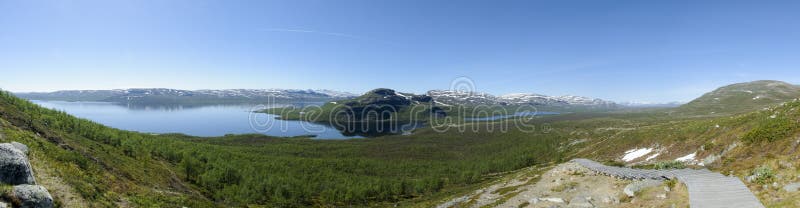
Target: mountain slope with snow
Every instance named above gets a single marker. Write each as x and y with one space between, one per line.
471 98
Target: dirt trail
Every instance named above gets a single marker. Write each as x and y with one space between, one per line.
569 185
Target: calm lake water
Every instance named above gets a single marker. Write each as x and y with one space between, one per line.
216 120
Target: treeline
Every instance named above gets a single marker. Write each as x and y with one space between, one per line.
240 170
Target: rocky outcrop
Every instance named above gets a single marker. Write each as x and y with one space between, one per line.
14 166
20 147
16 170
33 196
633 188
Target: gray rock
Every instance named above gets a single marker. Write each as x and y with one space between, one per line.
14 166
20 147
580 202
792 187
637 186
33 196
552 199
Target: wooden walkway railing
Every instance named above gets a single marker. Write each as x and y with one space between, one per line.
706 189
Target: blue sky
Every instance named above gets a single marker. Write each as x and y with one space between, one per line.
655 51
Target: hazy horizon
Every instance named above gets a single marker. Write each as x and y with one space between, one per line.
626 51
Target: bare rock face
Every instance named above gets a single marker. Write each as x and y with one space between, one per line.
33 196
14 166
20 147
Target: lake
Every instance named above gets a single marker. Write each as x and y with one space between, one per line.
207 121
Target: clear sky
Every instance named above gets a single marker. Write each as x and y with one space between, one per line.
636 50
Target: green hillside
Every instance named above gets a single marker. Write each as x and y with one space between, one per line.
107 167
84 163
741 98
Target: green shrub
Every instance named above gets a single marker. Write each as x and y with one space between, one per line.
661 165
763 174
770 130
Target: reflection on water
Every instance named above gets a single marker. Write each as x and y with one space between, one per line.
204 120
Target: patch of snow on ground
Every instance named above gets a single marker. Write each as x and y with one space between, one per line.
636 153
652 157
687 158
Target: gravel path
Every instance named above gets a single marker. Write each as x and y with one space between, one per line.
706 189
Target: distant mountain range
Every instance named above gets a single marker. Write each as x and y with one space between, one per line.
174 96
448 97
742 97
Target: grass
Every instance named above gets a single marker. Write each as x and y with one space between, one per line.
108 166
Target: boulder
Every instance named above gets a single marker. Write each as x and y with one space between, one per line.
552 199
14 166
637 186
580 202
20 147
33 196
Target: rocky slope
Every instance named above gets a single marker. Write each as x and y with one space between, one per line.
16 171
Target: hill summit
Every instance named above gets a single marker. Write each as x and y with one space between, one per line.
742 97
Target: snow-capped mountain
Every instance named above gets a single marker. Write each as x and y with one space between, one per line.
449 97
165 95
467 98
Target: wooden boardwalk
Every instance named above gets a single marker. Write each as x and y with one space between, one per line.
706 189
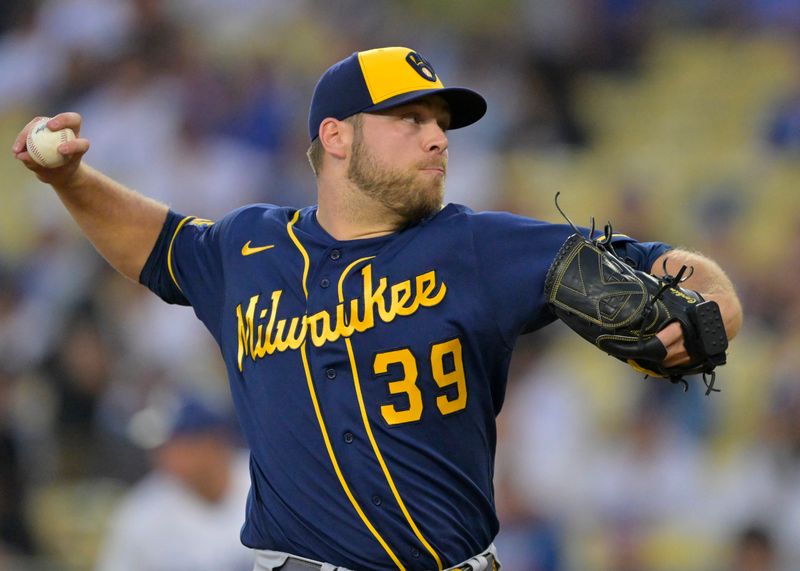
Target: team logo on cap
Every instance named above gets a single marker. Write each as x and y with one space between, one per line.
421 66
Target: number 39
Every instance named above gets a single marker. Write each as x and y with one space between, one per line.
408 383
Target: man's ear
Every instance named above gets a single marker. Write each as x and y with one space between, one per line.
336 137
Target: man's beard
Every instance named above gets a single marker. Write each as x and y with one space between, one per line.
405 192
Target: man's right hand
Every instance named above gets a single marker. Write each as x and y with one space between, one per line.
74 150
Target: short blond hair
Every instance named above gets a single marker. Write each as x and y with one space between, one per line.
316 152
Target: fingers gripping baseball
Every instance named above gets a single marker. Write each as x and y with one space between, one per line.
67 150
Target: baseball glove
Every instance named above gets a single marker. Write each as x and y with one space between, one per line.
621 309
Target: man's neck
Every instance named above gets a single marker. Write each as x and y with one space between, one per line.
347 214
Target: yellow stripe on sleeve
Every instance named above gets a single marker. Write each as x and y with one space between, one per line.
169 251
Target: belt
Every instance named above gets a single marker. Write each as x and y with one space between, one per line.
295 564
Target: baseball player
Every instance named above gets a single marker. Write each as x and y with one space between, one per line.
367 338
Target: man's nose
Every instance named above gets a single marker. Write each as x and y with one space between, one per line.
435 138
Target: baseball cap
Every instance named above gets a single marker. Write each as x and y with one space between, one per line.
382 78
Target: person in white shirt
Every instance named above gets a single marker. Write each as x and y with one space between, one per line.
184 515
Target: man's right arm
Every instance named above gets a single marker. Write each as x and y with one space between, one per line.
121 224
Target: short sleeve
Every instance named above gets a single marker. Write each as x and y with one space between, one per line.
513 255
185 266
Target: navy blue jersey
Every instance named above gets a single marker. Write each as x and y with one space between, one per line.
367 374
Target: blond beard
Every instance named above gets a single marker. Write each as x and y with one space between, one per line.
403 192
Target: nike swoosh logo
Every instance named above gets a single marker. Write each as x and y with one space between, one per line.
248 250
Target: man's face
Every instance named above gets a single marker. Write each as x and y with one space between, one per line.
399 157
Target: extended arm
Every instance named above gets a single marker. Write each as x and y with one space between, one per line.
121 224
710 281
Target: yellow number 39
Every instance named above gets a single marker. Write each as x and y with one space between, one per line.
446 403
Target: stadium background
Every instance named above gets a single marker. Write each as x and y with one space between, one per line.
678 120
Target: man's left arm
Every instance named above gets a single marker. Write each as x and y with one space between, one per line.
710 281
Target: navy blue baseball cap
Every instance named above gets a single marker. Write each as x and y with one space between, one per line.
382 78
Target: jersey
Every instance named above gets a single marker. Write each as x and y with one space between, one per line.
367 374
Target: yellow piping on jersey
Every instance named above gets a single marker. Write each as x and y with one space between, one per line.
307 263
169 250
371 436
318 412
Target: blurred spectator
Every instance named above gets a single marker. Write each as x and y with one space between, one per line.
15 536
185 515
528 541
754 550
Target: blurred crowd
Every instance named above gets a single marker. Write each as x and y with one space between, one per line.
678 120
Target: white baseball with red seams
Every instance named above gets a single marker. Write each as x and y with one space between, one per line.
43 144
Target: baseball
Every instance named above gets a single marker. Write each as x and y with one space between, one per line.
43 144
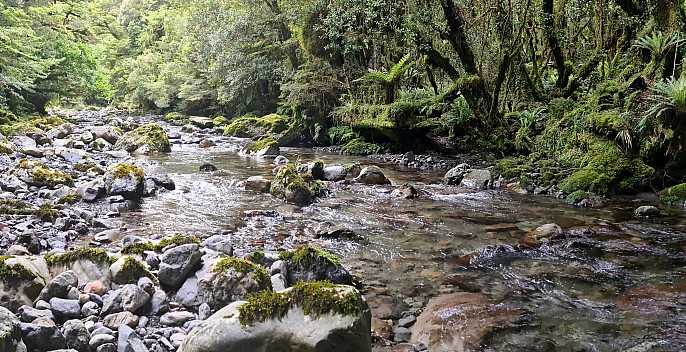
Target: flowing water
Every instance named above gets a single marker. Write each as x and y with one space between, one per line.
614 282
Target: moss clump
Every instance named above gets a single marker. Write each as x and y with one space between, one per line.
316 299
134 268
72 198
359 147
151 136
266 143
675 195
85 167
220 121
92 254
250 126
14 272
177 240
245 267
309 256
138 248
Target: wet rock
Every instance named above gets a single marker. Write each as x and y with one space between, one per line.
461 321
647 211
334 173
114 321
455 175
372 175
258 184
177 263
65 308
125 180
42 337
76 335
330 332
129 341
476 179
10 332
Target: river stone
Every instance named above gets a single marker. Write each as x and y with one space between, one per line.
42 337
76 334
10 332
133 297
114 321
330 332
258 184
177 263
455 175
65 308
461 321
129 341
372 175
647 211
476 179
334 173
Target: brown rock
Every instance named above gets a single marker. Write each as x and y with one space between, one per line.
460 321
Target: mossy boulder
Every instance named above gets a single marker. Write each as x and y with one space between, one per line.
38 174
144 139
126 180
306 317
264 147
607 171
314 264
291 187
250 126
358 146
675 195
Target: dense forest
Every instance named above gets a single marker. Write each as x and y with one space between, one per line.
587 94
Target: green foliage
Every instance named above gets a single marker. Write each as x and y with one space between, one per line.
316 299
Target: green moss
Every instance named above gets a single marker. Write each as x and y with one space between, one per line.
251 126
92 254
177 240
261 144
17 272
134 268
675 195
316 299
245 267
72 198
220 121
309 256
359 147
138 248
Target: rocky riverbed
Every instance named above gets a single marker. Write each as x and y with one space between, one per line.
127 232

──────

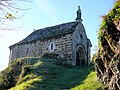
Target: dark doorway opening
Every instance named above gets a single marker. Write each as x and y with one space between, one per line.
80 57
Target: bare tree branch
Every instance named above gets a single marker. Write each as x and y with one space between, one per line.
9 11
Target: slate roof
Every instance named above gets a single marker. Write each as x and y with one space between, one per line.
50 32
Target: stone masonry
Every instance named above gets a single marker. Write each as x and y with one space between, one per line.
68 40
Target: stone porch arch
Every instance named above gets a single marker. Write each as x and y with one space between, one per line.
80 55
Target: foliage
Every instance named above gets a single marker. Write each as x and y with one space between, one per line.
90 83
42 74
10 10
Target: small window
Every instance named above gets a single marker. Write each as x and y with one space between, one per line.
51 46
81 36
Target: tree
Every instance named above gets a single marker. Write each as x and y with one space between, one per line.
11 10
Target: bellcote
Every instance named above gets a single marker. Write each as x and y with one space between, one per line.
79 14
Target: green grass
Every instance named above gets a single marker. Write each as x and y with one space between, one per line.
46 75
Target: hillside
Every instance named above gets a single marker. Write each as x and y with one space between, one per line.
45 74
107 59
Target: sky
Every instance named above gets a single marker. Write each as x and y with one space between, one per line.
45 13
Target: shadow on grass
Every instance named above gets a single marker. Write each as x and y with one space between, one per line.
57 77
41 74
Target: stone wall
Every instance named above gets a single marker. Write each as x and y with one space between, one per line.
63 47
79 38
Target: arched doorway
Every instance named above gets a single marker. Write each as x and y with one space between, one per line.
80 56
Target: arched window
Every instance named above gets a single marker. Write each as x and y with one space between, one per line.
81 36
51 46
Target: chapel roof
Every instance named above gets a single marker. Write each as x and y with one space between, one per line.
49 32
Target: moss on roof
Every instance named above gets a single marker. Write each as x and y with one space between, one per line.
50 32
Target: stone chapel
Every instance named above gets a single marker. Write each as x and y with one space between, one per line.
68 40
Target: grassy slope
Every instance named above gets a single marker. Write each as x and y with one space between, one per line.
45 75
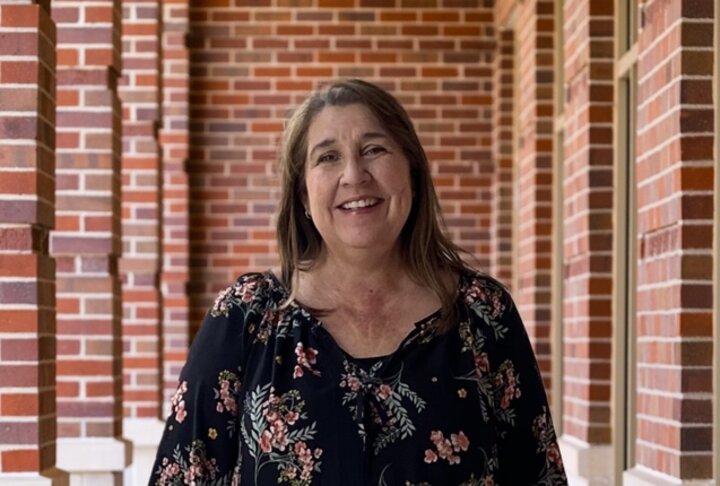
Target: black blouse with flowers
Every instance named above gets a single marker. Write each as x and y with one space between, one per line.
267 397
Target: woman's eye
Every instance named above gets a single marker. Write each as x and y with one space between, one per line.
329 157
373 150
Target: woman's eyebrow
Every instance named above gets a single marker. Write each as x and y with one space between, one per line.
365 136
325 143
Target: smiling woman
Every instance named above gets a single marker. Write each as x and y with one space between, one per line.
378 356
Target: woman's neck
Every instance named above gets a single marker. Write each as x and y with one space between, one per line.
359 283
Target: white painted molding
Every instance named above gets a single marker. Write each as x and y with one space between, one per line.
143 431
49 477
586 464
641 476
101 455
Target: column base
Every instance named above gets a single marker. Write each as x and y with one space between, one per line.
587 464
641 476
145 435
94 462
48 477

──────

• THE TASK
Among the entries above, the lines between the ones containing "Target: mountain slope with snow" and "Target: gray rock", inclusive, are to be transcribed exactly. No other line is to be given.

• YOUR SOLUTION
Target: mountain slope with snow
Every instance named above gets a single marker. Write each as x and y with one space between, one per line.
471 98
Target: dirt trail
Every instance named above gets a single marker. Write each as x and y with one space between, one per line.
569 185
Target: calm lake water
Every instance named above gets a single marker. Write each as x and y with one space between, one per line.
216 120
Target: treeline
Every instance named above gets a single marker. Write each as x and y with one space between, one per line.
240 170
Target: rocky outcrop
Every instance named above gets a single marker. Write each as x and y with one space between, one per line.
14 166
20 147
16 170
33 196
633 188
Target: gray rock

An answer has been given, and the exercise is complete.